* EXTRAIT À LIRE
Tout, nous faisons tout subir aux livres. Mais c'est la façon dont les autres les malmènent qui seule nous chagrine…

Il n'y a pas si longtemps, j'ai vu de mes yeux vu une lectrice jeter un énorme roman par la fenêtre d'une voiture roulant à vive allure: c'était de l'avoir payé si cher, sur la foi de critiques si compétents, et d'en être tellement déçue. Le grand-père du romancier Tonino Benacquista, lui, est allé jusqu'à fumer Platon! Prisonnier de guerre quelque part en Albanie, un reste de tabac au fond de sa poche, un exemplaire du Cratyle (va savoir ce qu'il fichait là?), une allumette… et crac! une nouvelle façon de dialoguer avec Socrate… par signaux de fumée.

Autre effet de la même guerre, plus tragique encore: Alberto Moravia et Eisa Morante, contraints de se réfugier pendant plusieurs mois dans une cabane de berger, n'avaient pu sauver que deux livres La Bible et Les Frères Karamazov. D'où un affreux dilemme: lequel de ces deux monuments utiliser comme papier hygiénique? Si cruel qu'il soit, un choix est un choix. La mort dans l'âme, ils choisirent.

Non, quelque sacré que soit le discours tressé autour des livres, il n'est pas né celui qui empêchera Pepe Carvalho, le personnage préféré de l'Espagnol Manuel Vasquez Montalban, d'allumer chaque soir un bon feu avec les pages de ses lectures favorites.

C'est le prix de l'amour, la rançon de l'intimité.

Dès qu'un livre finit entre nos mains, il est à nous, exactement comme disent les enfants: «C'est mon livre»… partie intégrante de moi-même. C'est sans doute la raison pour laquelle nous rendons si difficilement les livres qu'on nous prête. Pas exactement du vol… (non, non, nous ne sommes pas des voleurs, non…) disons, un glissement de propriété, ou mieux, un transfert de substance: ce qui était à l'autre sous son œil devient mien tandis que mon œil le mange; et, ma foi, si j'ai aimé ce que j'ai lu, j'éprouve quelque difficulté à le «rendre».

* CONSIGNE A
D'après l'extrait, où le grand-père de Tonino Benacquista était-il prisonnier de guerre ?
* CONSIGNE B
Pour chacune de ces affirmations, dites si elle est conforme à l'extrait, en citant les mots qui le montrent : (i) la lectrice a jeté le roman par la fenêtre d'un train ; (ii) Pepe Carvalho fait chaque soir un feu avec les pages de ses lectures favorites ; (iii) nous rendons facilement les livres qu'on nous prête.
* CONSIGNE C
Relevez dans l'extrait tout ce qui va de « Non, quelque sacré » jusqu'à « ses lectures favorites. ».
Appuyez-vous uniquement sur l'extrait.

* DONNÉES ENREGISTRÉES
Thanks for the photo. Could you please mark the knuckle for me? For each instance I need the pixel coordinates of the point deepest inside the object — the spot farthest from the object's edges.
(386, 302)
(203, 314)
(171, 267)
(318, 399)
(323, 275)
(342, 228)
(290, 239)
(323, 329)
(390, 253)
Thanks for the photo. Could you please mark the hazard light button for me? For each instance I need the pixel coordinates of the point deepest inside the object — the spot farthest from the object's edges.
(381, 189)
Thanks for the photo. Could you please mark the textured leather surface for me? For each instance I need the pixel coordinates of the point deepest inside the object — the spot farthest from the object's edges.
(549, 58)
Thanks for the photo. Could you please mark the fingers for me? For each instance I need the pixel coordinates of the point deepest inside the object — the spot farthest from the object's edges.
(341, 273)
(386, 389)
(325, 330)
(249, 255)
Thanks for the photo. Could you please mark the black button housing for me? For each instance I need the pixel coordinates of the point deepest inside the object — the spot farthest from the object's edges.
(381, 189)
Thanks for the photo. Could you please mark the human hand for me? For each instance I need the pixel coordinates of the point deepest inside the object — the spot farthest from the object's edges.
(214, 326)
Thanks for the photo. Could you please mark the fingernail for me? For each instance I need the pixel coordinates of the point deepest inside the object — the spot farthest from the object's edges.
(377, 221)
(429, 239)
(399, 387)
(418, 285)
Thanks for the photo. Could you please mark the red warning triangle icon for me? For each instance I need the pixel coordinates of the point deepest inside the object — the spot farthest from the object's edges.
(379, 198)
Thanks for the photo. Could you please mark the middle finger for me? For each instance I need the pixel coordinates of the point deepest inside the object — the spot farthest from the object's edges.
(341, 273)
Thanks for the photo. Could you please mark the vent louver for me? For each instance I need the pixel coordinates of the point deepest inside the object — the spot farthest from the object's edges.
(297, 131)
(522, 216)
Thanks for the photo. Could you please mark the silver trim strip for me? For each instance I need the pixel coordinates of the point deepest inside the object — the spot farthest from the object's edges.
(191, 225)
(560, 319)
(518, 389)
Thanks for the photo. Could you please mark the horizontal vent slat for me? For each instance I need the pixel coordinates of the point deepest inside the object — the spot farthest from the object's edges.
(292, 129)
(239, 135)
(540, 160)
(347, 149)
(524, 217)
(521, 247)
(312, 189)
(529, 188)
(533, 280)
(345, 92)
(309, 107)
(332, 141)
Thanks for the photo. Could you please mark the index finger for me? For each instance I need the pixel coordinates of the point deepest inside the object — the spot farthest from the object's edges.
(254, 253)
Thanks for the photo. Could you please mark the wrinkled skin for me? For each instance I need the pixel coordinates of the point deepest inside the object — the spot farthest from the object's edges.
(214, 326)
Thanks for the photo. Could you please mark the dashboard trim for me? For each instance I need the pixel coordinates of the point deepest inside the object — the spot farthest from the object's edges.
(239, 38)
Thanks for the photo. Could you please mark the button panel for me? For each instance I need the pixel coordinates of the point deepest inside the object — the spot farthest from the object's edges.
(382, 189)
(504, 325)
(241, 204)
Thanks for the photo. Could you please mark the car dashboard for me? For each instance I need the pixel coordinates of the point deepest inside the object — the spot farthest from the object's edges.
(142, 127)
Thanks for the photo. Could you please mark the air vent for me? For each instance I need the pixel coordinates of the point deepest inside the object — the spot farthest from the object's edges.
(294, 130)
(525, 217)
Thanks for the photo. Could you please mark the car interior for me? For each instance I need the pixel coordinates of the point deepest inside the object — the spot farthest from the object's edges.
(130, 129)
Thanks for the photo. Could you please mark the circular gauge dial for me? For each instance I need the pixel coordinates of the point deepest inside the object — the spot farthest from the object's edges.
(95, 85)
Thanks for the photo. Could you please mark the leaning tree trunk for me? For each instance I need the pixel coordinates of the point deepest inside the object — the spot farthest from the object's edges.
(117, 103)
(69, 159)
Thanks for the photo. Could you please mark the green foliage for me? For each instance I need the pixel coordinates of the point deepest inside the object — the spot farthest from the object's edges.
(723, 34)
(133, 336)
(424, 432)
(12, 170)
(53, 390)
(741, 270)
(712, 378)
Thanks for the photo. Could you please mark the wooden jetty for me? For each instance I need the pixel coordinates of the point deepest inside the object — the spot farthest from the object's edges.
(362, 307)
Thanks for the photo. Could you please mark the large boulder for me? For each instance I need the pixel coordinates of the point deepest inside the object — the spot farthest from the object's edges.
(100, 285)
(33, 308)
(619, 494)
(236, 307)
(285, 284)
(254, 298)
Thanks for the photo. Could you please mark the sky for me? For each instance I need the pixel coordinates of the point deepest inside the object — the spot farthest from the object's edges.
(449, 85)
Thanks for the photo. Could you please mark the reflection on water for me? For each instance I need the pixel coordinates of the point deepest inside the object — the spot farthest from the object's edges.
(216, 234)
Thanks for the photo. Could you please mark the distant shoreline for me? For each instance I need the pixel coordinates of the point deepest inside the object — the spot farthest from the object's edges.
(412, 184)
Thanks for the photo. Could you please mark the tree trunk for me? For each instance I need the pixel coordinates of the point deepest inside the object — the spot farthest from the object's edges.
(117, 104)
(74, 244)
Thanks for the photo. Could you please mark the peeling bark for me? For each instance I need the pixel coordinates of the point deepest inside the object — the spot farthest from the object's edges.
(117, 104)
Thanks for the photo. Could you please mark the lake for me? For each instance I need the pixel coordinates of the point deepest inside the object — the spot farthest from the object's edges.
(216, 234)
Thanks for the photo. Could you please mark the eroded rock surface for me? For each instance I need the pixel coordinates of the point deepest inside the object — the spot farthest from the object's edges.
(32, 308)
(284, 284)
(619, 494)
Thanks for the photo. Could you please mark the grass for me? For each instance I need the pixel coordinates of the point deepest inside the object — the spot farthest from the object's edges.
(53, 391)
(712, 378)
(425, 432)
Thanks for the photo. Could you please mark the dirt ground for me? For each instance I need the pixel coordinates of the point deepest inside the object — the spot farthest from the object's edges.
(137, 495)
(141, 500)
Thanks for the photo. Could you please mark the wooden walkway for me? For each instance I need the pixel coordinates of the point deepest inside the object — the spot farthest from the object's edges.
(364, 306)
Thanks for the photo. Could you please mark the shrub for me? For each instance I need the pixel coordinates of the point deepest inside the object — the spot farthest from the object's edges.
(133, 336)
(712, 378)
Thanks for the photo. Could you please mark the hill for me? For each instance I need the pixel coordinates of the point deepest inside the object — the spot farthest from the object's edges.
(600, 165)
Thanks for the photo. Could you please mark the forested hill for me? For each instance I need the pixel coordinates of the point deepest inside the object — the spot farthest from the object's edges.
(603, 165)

* RÉPONSE A
Quelque part en Albanie.

* RÉPONSE B
(i) Non : « par la fenêtre d'une voiture roulant à vive allure ».
(ii) Oui : « d'allumer chaque soir un bon feu avec les pages de ses lectures favorites ».
(iii) Non : « nous rendons si difficilement les livres qu'on nous prête ».

* RÉPONSE C
Non, quelque sacré que soit le discours tressé autour des livres, il n'est pas né celui qui empêchera Pepe Carvalho, le personnage préféré de l'Espagnol Manuel Vasquez Montalban, d'allumer chaque soir un bon feu avec les pages de ses lectures favorites.